Try it:
From the article on FDA animal drug user fees below, reproduce verbatim the part that opens with "In 2008, Congress" and ends with "increase in fees.".
Passage provided section start
The US Food and Drug Administration (FDA) is preparing for two meetings on both branded and generic veterinary pharmaceutical products, part of the impending renewal of two user fee acts meant to fund the agency's reviews and other regulatory activities in return for more accountability.
The two user fee bills-the Animal Drug User Fee Act (ADUFA) and Animal Generic Drug User Fee Act(AGDUFA)-act in much the same way as those for human prescription drug products, medical devices and biological drugs. Each year, FDA assesses on manufacturers a fee for all facilities owned by the companies, as well as a fee for all applications and submissions submitted to the agency. In return, FDA puts that funding toward hiring new staff to review applications and manufacturing sites more quickly, as well as target deadlines by which products should have an approval decision.
Early iterations of the current user fee structures were first passed in the 1990s, and by 2003 both FDA and industry found the framework appealing enough to put it into place for new veterinary products. Since ADUFA's passage in 2003, the application review process for approving animal drugs has decreased in time by 30%, FDA wrote in a Federal Register posting.
In 2008, Congress renewed ADUFA and put into law AGDUFA, which operates much like the former.
Both acts-contained within the same 2008 legislation-will be up for renewal in 2013, and FDA is calling on industry, the public and other stakeholders to weigh in on some of its proposed recommendations on how to shore up both programs and make them stronger.
Proposed Changes to AGDUFA
On the generic side, FDA has two recommendations: an enhanced premarket review process and a significant increase in fees.
Over the five-year period between 2008 and 2013, FDA said its target revenue is $27.1 million. For the next five-year period, FDA says it wants to increase fees to $38.1 million-an increase of more than 40%. In addition, FDA says it is looking for a one-time assessment of $850,000 to fund information technology improvements. Those fees will be divvied up within FDA in new ways as well. Application fees will fund 25%--$9.5 million-of the total amount, down from 30% the previous cycle. The percentage for sponsor fees and product fees will assume that difference, both rising from 35% to 37.5%, respectively.
"The purpose of changing the fee distribution is to increase the revenue stream stability and reduce application fee costs," FDA explained.
The agency's other proposed change on the generic animal drug side of the act deals with what it refers to as "work queue procedures" and other process changes, including the timing of meetings, the review of applications, the review of trial protocols and amended submissions. FDA now says it hopes to "review and act on" 90% of generic (JINAD) and abbreviated (ANADA) applications within 270 days after the date of submission, with a number of provisional caveats applying (sufficient information, non-administrative applications, etc).
FDA also said it will develop two new guidance documents for chemistry, manufacturing and controls (CMC) considerations for Generic Investigational New Animal Drug (JINAD) submissions by the end of the 2014 fiscal year as well as a question-based review process for bioequivalence submissions by the end of the 2016 fiscal year.
Passage provided section end
Material provided section start
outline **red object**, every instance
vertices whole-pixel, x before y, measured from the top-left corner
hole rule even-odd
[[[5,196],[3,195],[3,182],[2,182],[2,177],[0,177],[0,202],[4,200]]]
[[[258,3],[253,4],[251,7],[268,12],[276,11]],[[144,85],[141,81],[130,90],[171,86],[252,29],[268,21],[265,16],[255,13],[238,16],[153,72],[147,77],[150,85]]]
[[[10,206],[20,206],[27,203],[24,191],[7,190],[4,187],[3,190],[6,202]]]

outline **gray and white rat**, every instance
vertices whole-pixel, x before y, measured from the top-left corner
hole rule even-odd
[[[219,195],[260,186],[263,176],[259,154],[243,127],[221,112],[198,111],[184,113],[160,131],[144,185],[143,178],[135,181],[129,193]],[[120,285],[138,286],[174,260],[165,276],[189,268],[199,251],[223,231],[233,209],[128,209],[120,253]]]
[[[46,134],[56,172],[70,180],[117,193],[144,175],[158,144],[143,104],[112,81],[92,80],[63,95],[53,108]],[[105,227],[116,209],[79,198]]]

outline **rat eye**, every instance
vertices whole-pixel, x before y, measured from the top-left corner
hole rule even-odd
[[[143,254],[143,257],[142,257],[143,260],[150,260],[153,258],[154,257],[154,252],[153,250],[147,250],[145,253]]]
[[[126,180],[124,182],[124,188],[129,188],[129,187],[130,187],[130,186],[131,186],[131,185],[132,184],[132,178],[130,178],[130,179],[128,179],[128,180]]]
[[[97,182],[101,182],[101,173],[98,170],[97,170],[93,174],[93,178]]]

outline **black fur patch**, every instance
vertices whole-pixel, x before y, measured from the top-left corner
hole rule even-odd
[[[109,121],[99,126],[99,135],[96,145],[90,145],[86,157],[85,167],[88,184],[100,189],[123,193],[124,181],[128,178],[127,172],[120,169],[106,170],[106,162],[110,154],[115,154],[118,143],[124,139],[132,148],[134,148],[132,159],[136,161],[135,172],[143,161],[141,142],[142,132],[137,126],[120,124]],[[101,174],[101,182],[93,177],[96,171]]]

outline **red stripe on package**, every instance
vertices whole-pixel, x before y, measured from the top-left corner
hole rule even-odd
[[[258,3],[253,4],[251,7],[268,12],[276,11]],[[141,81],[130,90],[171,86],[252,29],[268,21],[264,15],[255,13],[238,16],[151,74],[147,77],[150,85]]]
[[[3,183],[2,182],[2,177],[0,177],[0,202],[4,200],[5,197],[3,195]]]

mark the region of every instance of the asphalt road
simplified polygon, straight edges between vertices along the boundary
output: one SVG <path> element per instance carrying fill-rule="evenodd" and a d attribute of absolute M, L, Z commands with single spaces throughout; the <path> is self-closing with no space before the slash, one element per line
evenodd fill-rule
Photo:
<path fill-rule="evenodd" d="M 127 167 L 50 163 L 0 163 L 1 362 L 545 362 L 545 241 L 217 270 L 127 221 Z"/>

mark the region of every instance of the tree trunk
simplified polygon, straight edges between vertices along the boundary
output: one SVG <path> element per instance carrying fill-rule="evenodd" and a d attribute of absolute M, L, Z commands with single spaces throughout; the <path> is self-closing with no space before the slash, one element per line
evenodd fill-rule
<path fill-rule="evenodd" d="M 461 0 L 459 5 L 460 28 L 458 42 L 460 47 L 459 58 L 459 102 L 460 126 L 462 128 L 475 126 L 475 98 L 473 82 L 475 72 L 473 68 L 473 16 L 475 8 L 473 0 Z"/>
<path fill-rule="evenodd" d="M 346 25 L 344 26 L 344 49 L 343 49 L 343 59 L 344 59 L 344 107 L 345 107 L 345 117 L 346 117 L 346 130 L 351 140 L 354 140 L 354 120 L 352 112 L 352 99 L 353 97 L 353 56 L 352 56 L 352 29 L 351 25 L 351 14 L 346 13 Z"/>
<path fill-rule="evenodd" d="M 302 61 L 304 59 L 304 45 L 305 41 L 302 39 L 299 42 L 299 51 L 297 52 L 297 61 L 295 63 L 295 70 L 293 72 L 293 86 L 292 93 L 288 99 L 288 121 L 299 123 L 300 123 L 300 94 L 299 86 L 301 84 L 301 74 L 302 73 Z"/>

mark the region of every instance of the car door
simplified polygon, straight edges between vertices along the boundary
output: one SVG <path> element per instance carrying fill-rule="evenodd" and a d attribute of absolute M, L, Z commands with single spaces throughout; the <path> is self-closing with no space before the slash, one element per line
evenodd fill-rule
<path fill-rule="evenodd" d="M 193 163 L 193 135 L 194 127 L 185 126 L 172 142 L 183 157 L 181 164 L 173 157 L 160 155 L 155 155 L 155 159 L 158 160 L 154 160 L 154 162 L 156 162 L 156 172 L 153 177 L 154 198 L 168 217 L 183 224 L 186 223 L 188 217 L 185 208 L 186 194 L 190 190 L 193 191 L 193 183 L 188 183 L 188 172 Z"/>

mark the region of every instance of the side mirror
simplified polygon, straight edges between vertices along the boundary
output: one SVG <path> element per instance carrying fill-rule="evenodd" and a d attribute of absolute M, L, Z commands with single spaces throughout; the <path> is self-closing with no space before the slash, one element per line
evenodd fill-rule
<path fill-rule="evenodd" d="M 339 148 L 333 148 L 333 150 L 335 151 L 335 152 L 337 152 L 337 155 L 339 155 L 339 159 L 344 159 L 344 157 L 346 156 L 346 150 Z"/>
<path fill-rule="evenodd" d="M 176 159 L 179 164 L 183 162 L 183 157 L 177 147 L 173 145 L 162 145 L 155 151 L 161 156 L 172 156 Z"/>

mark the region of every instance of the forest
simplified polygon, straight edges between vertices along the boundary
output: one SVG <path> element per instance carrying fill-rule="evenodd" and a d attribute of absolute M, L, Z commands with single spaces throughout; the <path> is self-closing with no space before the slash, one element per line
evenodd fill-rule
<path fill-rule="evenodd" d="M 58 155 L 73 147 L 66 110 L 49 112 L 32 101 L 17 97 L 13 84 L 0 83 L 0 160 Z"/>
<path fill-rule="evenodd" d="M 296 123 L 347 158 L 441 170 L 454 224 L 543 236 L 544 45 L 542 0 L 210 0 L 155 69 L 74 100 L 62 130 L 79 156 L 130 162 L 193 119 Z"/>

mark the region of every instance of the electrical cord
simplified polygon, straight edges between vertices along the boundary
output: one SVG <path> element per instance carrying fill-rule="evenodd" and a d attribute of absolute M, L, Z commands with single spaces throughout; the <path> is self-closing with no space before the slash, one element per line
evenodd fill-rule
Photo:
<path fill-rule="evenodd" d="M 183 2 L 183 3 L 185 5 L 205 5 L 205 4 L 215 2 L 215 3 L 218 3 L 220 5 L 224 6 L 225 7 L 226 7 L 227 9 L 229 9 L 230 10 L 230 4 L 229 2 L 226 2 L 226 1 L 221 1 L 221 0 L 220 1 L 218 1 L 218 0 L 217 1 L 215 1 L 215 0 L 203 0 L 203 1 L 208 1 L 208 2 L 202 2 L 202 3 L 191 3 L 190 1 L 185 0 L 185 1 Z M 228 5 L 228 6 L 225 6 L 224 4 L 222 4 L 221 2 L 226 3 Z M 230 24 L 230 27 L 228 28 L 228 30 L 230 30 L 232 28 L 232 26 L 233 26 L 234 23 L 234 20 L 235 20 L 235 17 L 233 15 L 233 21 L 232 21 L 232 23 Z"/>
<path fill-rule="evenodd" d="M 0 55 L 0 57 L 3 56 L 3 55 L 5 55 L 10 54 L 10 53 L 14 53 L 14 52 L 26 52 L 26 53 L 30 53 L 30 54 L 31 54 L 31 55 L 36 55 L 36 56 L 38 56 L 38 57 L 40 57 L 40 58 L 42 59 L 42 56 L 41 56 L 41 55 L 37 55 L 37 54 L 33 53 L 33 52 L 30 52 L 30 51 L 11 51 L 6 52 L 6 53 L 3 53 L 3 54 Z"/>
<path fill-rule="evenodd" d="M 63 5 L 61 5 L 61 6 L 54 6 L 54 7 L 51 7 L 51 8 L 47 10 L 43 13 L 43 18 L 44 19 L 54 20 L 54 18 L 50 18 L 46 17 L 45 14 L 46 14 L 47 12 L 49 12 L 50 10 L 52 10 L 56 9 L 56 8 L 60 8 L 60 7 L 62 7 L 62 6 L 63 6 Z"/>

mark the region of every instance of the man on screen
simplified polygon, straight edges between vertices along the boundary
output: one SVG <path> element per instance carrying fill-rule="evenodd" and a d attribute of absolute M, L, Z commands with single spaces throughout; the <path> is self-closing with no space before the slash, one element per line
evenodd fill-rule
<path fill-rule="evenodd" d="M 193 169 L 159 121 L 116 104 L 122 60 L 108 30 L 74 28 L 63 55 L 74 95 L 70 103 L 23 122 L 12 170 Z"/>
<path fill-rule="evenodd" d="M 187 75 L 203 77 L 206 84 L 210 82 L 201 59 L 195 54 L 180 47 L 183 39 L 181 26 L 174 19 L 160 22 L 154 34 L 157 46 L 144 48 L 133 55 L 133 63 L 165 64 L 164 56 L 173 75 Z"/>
Material provided section end
Final answer:
In 2008, Congress renewed ADUFA and put into law AGDUFA, which operates much like the former.
Both acts-contained within the same 2008 legislation-will be up for renewal in 2013, and FDA is calling on industry, the public and other stakeholders to weigh in on some of its proposed recommendations on how to shore up both programs and make them stronger.
Proposed Changes to AGDUFA
On the generic side, FDA has two recommendations: an enhanced premarket review process and a significant increase in fees.